>> START Excerpt

Israeli architect Pitsou Kedem has renovated a 1950s house in Tel Aviv with a roughly hewn sandstone mosaic wall inside it (+ slideshow).
An Urban Villa was designed by Dov Karmi, one of Israel's most celebrated modern architects, and Pitsou Kedem was asked to restructure the two-storey interior.
"The main idea was to preserve the spirit of the original design whilst implementing a contemporary, independent interpretation of the existing structure and its adaptation to contemporary technologies, materials and knowledge," said Kedem.
Walls were whitened both inside and outside the house, while black-painted wood was used to construct the new staircase and louvred balustrade.
"These monochromatic hues provide the background for the original materials that we decided to preserve," explained Kedem, referring to the limestone floor and sandstone wall left intact.
The architect selected furniture to complement the design, including an Eames chair, a marble kitchen counter and a vivid red sofa.
Other residential projects by Pitsou Kedem include a renovated apartment with a vaulted stone ceiling and a boxy white house. See more architecture by Pitsou Kedem »
Photography is by Amit Geron.
Here's more text from the architect:
An Urban Villa
In the 1950s what was known as the "International Style" was highly developed in Tel Aviv. It developed thanks to architects who studied at the Bauhaus Institute in Germany and who then returned to Israel to continue their work. One of the architects who led the "International Style" was Dov Carmi. He designed many, usually large, projects. One of his more restrained projects was an urban villa in the centre of Tel Aviv which he designed in 1951.
In his design, Carmi expressed his local interpretation of "Free Design" in which there is a continuous series of spaces created by light and shadow, view and movement without creating one large, single and open space.
My office executed a massive reconstruction of the structure which included the changing of the exterior facade and the division of the interior. The main idea was to preserve the spirit of the original design whilst implementing a contemporary, independent interpretation of the existing structure and its adaptation to contemporary technologies, materials and knowledge.
During the project, we took great care to create an experience of defined, intimate and continuous spaces in a relatively restricted area; and this without detracting from the overall understanding of the entire structure.

>> END Excerpt

**Written exercise A**
In the records, rewrite the stretch from the line containing "Every instance of the metal" through the line containing "x=830 y=276", changing "silver" to "gray" and leaving everything else unchanged.
The records that come next are unrelated to the Urban Villa article.

>> START Data provided

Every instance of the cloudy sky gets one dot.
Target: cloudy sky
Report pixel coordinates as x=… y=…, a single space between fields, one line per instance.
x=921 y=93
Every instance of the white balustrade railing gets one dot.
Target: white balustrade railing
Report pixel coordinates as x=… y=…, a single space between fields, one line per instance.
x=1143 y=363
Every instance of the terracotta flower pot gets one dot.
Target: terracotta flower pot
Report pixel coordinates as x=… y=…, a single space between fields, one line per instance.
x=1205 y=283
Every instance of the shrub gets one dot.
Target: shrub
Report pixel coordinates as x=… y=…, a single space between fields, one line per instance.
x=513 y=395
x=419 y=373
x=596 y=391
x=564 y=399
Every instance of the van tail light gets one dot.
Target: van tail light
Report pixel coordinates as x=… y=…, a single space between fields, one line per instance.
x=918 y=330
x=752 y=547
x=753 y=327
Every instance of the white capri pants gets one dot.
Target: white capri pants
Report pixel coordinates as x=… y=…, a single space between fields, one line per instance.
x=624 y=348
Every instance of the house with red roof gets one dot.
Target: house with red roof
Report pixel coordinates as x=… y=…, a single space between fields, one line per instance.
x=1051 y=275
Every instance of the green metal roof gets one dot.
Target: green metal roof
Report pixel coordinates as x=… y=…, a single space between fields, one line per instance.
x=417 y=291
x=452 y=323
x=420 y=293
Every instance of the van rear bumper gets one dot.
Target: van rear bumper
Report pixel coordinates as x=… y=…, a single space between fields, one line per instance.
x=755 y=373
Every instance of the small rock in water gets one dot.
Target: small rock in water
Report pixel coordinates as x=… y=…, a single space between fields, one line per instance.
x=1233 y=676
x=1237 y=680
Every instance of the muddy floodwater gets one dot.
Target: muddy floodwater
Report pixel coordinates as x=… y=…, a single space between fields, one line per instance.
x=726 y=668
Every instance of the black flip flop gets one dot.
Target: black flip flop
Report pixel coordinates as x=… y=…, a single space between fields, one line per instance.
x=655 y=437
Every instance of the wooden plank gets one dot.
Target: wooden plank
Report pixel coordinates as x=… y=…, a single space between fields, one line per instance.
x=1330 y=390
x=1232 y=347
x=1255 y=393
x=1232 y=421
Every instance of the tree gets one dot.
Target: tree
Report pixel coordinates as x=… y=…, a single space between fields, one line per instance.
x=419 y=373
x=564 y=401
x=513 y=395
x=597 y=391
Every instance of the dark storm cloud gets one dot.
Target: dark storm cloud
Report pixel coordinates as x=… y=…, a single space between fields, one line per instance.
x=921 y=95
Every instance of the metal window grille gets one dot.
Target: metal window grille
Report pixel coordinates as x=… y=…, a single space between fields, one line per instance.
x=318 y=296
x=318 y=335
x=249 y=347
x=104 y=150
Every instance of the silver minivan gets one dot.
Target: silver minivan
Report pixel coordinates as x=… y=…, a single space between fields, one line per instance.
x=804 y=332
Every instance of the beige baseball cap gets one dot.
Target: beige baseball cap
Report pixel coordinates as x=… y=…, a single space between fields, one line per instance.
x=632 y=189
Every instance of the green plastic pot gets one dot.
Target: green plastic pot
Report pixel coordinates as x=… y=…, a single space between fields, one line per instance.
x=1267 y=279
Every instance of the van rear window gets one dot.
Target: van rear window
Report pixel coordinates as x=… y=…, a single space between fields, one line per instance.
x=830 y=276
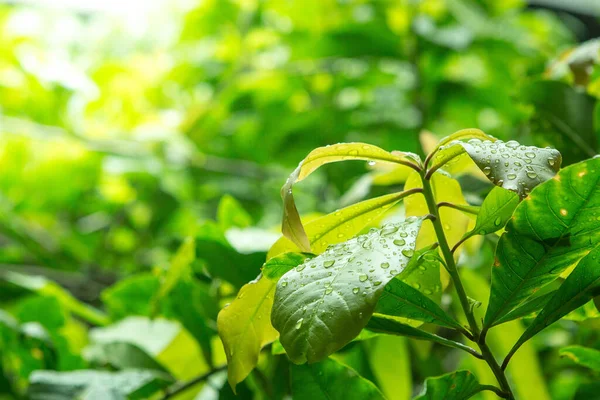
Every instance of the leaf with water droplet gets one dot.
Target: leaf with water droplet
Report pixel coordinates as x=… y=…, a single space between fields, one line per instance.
x=485 y=153
x=549 y=232
x=292 y=226
x=579 y=288
x=322 y=334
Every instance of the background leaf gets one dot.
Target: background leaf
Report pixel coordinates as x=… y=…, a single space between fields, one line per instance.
x=325 y=302
x=457 y=385
x=330 y=380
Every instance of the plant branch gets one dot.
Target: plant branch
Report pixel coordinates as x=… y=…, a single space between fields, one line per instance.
x=460 y=290
x=177 y=388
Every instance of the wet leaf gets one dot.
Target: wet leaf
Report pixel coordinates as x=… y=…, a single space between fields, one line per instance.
x=325 y=302
x=292 y=226
x=549 y=232
x=511 y=165
x=579 y=288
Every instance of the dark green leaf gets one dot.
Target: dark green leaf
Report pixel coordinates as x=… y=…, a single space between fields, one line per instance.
x=528 y=308
x=496 y=210
x=128 y=384
x=379 y=323
x=322 y=304
x=579 y=288
x=330 y=380
x=402 y=300
x=459 y=385
x=584 y=356
x=549 y=232
x=564 y=117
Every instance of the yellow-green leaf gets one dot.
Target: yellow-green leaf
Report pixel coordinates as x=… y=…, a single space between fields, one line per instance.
x=245 y=327
x=292 y=225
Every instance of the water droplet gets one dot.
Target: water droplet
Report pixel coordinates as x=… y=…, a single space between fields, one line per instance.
x=407 y=253
x=531 y=175
x=389 y=230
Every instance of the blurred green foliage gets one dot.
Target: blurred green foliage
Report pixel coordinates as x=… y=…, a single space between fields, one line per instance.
x=123 y=132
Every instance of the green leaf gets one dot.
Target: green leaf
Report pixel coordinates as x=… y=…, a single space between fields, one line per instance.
x=402 y=300
x=564 y=117
x=292 y=226
x=45 y=287
x=379 y=323
x=341 y=225
x=584 y=356
x=277 y=266
x=511 y=165
x=496 y=210
x=178 y=267
x=122 y=385
x=230 y=213
x=122 y=355
x=325 y=302
x=525 y=373
x=579 y=288
x=130 y=296
x=459 y=385
x=330 y=380
x=245 y=327
x=166 y=341
x=215 y=251
x=527 y=309
x=453 y=157
x=550 y=231
x=445 y=189
x=389 y=359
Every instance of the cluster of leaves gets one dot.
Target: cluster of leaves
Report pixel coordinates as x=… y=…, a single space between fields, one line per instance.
x=119 y=247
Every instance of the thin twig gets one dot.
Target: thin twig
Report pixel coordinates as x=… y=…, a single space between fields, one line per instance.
x=177 y=388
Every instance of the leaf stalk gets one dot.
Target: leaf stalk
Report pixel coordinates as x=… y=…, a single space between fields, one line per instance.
x=462 y=295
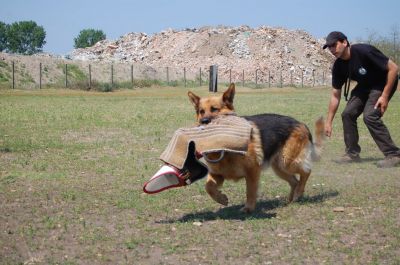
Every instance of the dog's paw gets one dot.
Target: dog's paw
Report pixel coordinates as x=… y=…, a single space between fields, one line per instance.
x=247 y=209
x=222 y=199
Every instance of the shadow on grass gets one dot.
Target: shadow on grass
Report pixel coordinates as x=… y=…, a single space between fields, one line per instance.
x=234 y=213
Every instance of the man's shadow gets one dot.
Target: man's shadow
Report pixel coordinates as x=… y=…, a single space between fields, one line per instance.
x=262 y=210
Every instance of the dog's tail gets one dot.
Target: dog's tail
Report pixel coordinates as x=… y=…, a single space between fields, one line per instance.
x=319 y=135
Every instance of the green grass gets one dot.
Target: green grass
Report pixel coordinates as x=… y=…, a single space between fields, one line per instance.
x=72 y=166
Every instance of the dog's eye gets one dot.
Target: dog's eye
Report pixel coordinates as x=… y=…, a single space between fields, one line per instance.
x=213 y=109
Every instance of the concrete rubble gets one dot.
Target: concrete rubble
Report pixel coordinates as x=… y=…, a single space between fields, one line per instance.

>> END Data provided

**Written exercise B**
Please copy out the whole Urban Villa article word for word.

**Finished answer A**
Every instance of the metal window grille gets one dot.
Target: metal window grille
Report pixel coordinates as x=… y=…, a single space between fields, one line per instance.
x=318 y=296
x=318 y=335
x=249 y=347
x=104 y=150
Every instance of the gray minivan gets one dot.
Target: gray minivan
Report pixel coordinates as x=… y=…, a single space between fields, one line per instance.
x=804 y=332
Every instance of the beige baseball cap gets one dot.
Target: beige baseball cap
Report pixel coordinates as x=… y=…, a single space between fields, one line per instance.
x=632 y=189
Every instance of the green plastic pot gets one dot.
Target: green plastic pot
Report pixel coordinates as x=… y=…, a single space between fields, one line per instance.
x=1267 y=279
Every instance of the van rear window gets one dot.
Target: van rear window
Report pixel coordinates as x=… y=…, a single space between fields, one line per instance.
x=830 y=276

**Finished answer B**
Israeli architect Pitsou Kedem has renovated a 1950s house in Tel Aviv with a roughly hewn sandstone mosaic wall inside it (+ slideshow).
An Urban Villa was designed by Dov Karmi, one of Israel's most celebrated modern architects, and Pitsou Kedem was asked to restructure the two-storey interior.
"The main idea was to preserve the spirit of the original design whilst implementing a contemporary, independent interpretation of the existing structure and its adaptation to contemporary technologies, materials and knowledge," said Kedem.
Walls were whitened both inside and outside the house, while black-painted wood was used to construct the new staircase and louvred balustrade.
"These monochromatic hues provide the background for the original materials that we decided to preserve," explained Kedem, referring to the limestone floor and sandstone wall left intact.
The architect selected furniture to complement the design, including an Eames chair, a marble kitchen counter and a vivid red sofa.
Other residential projects by Pitsou Kedem include a renovated apartment with a vaulted stone ceiling and a boxy white house. See more architecture by Pitsou Kedem »
Photography is by Amit Geron.
Here's more text from the architect:
An Urban Villa
In the 1950s what was known as the "International Style" was highly developed in Tel Aviv. It developed thanks to architects who studied at the Bauhaus Institute in Germany and who then returned to Israel to continue their work. One of the architects who led the "International Style" was Dov Carmi. He designed many, usually large, projects. One of his more restrained projects was an urban villa in the centre of Tel Aviv which he designed in 1951.
In his design, Carmi expressed his local interpretation of "Free Design" in which there is a continuous series of spaces created by light and shadow, view and movement without creating one large, single and open space.
My office executed a massive reconstruction of the structure which included the changing of the exterior facade and the division of the interior. The main idea was to preserve the spirit of the original design whilst implementing a contemporary, independent interpretation of the existing structure and its adaptation to contemporary technologies, materials and knowledge.
During the project, we took great care to create an experience of defined, intimate and continuous spaces in a relatively restricted area; and this without detracting from the overall understanding of the entire structure.